→ Given data
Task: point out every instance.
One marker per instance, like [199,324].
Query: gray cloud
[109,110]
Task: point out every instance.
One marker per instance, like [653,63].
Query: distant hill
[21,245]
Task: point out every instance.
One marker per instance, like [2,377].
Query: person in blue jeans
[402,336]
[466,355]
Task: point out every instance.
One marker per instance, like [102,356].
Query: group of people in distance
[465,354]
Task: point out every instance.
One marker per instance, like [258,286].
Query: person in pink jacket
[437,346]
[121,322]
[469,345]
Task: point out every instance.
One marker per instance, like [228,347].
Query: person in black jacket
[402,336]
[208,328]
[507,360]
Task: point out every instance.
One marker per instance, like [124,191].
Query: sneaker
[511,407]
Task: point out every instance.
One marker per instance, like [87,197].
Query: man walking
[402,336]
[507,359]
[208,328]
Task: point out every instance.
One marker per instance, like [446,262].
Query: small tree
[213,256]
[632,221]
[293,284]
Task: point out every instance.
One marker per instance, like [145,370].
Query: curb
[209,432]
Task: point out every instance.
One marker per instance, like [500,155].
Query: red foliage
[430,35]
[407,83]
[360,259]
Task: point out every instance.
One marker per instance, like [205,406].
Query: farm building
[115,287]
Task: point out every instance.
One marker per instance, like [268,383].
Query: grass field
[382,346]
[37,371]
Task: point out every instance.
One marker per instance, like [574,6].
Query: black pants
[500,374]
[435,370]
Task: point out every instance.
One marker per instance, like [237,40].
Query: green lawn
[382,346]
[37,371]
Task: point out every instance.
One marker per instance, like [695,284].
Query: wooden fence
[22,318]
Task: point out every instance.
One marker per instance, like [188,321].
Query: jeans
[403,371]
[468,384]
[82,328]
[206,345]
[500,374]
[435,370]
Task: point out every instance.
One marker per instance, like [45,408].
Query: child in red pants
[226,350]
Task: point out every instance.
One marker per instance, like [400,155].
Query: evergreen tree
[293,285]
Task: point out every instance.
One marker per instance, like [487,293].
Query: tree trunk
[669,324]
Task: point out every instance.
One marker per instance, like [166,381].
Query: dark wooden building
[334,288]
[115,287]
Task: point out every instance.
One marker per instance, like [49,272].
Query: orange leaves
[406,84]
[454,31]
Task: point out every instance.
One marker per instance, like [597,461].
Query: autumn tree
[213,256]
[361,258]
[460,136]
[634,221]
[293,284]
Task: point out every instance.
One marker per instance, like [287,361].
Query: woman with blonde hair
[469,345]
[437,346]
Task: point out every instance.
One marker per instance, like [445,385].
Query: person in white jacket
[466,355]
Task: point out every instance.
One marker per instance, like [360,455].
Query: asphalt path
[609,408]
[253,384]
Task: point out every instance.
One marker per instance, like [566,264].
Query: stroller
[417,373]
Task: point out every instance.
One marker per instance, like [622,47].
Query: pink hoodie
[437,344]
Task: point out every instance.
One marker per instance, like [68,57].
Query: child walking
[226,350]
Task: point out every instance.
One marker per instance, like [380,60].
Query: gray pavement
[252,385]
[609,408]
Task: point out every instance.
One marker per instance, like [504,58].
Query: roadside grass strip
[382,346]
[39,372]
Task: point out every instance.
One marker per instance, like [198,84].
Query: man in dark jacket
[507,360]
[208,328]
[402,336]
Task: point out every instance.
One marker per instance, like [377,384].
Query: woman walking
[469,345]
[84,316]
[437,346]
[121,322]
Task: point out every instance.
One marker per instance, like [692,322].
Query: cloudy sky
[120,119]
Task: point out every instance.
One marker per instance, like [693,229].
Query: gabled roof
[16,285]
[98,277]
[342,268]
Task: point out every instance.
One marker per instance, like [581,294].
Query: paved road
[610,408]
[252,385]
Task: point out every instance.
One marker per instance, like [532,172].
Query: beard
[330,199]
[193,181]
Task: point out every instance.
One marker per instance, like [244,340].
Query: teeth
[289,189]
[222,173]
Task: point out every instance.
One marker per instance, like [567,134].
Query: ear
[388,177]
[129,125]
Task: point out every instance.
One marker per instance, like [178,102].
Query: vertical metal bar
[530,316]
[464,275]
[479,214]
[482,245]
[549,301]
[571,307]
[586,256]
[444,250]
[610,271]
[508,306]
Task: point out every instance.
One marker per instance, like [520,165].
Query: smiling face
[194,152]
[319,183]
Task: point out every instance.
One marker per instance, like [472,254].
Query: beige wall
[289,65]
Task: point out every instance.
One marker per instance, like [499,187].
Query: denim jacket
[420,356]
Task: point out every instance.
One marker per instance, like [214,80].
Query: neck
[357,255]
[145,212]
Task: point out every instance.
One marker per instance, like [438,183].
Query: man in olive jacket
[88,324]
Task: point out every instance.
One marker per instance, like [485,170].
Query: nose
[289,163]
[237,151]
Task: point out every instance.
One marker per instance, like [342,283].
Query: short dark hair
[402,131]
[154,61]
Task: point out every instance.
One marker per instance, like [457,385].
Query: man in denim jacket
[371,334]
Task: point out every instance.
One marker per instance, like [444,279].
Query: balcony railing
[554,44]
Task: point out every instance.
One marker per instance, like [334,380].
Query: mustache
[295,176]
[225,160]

→ Task statement
Reproduce the listing above verbatim, from first line to last.

→ Correct output
Task: point out every instance.
One marker per instance, like [199,324].
Query: gray cloud
[109,110]
Task: point out every instance.
One marker per instance, like [653,63].
Query: distant hill
[21,245]
Task: point out every instance.
One marker per instance, like [2,377].
Query: person in blue jeans
[402,336]
[466,355]
Task: point out every instance.
One marker per instance, like [102,356].
Query: group of people in distance
[465,354]
Task: point out every instance.
One marker per instance, like [258,286].
Query: person in pink jacket
[437,346]
[121,322]
[469,345]
Task: point out every instance.
One marker per instance, like [228,347].
Query: person in black jacket
[402,336]
[208,328]
[507,360]
Task: point out every instance.
One marker per instance, like [124,191].
Query: sneaker
[511,407]
Task: point out every instance.
One marker per instance, like [87,197].
Query: man walking
[402,336]
[507,359]
[208,328]
Task: point out every instance.
One marker per instance, like [446,262].
Query: small tree
[213,256]
[632,221]
[293,284]
Task: point out every instance.
One marker per instance, like [145,370].
Query: curb
[209,432]
Task: point out every instance.
One marker per instance, like [500,155].
Query: red foliage
[430,35]
[407,83]
[360,259]
Task: point out every instance.
One marker per instance, like [205,406].
Query: farm building
[115,287]
Task: point out every instance.
One marker per instance, like [268,383].
Query: grass field
[382,346]
[37,371]
Task: point out every instance.
One marker per instance, like [574,6].
Query: black pants
[500,374]
[435,370]
Task: point out every instance.
One marker per instance, like [237,40].
Query: green lawn
[382,346]
[37,371]
Task: point out every instance.
One marker per instance, like [695,284].
Query: wooden fence
[22,318]
Task: point out every instance.
One marker per instance, like [188,321].
Query: jeans
[403,371]
[468,384]
[82,328]
[206,345]
[500,374]
[435,370]
Task: point out every instance.
One marker per instance, like [45,408].
Query: child in red pants
[226,350]
Task: point out every instance.
One marker per instance, like [400,155].
Query: evergreen tree
[293,285]
Task: point out every instance.
One marker per instance, like [487,293].
Query: tree trunk
[669,324]
Task: point out every instance.
One marker per instance, like [166,381].
Query: dark wooden building
[334,288]
[115,287]
Task: point out every instance.
One marker per instance, like [49,272].
Query: orange leaves
[406,84]
[454,31]
Task: point out every instance.
One marker per instance, like [597,461].
Query: autumn tree
[213,256]
[361,258]
[460,136]
[634,221]
[293,284]
Task: point out every instance.
One marker per instance, like [287,361].
Query: woman with blonde hair
[469,345]
[437,346]
Task: point out every instance.
One marker per instance, like [445,385].
Query: person in white jacket
[466,355]
Task: point out every instance.
One marker per instance, like [360,455].
Query: asphalt path
[609,408]
[253,384]
Task: point out every instance.
One marker per instance, like [566,264].
Query: stroller
[417,373]
Task: point out every instance.
One marker per instance, like [622,47].
Query: pink hoodie
[437,344]
Task: point out every instance.
One marker per instance, like [68,57].
Query: child walking
[226,350]
Task: point out every instance.
One marker per instance, like [380,60].
Query: gray pavement
[252,385]
[609,408]
Task: point out every instance.
One marker per instance, like [504,58].
Query: roadside grass strip
[382,346]
[39,372]
Task: point out every instance.
One marker per instance, like [198,84].
Query: man in dark jacket
[507,360]
[208,328]
[402,336]
Task: point out every instance.
One marker per instance, like [377,384].
Query: woman walking
[469,345]
[84,316]
[437,346]
[121,322]
Task: point out every instance.
One marker per instance, like [692,322].
Query: cloudy sky
[120,119]
Task: point out every instance.
One marker per instance, like [693,229].
Query: gabled roof
[16,285]
[98,277]
[342,268]
Task: point out every instance.
One marker per instance, like [581,294].
Query: paved road
[610,408]
[252,385]
Task: point out every instance.
One marker per instance, like [532,172].
Query: beard
[330,199]
[193,181]
Task: point out every instance.
One marker per instance, like [244,340].
Query: teeth
[289,189]
[222,173]
Task: point out every instance.
One marker per instance, like [567,134].
Query: ear
[388,177]
[129,125]
Task: point out every instance.
One marker per instance, like [178,102].
Query: vertical metal bar
[530,316]
[464,275]
[479,214]
[482,245]
[549,301]
[571,307]
[586,256]
[444,250]
[610,271]
[508,306]
Task: point out every instance.
One marker per instance, like [520,165].
Query: smiling face
[194,152]
[319,183]
Task: point out every instance.
One marker per instance, like [472,254].
Query: beige wall
[289,65]
Task: point out every instance.
One marker per instance, like [499,187].
Query: denim jacket
[420,356]
Task: point out every instance.
One marker per instance, like [214,80].
Query: neck
[357,255]
[145,212]
Task: point out every instance.
One marker per instance, like [438,183].
Query: man in olive jacket
[88,324]
Task: point out every instance.
One marker per instance, like [485,170].
Query: nose
[289,163]
[237,151]
Task: point out every instance.
One marker per instance, like [342,283].
Query: short dark hair
[402,131]
[154,61]
Task: point out every instance.
One marker per instance, like [457,385].
Query: man in denim jacket
[371,334]
Task: point out every instance.
One marker per instance, like [444,279].
Query: balcony railing
[554,44]
Task: point out every instance.
One marker per instance, like [334,380].
Query: mustache
[295,176]
[225,160]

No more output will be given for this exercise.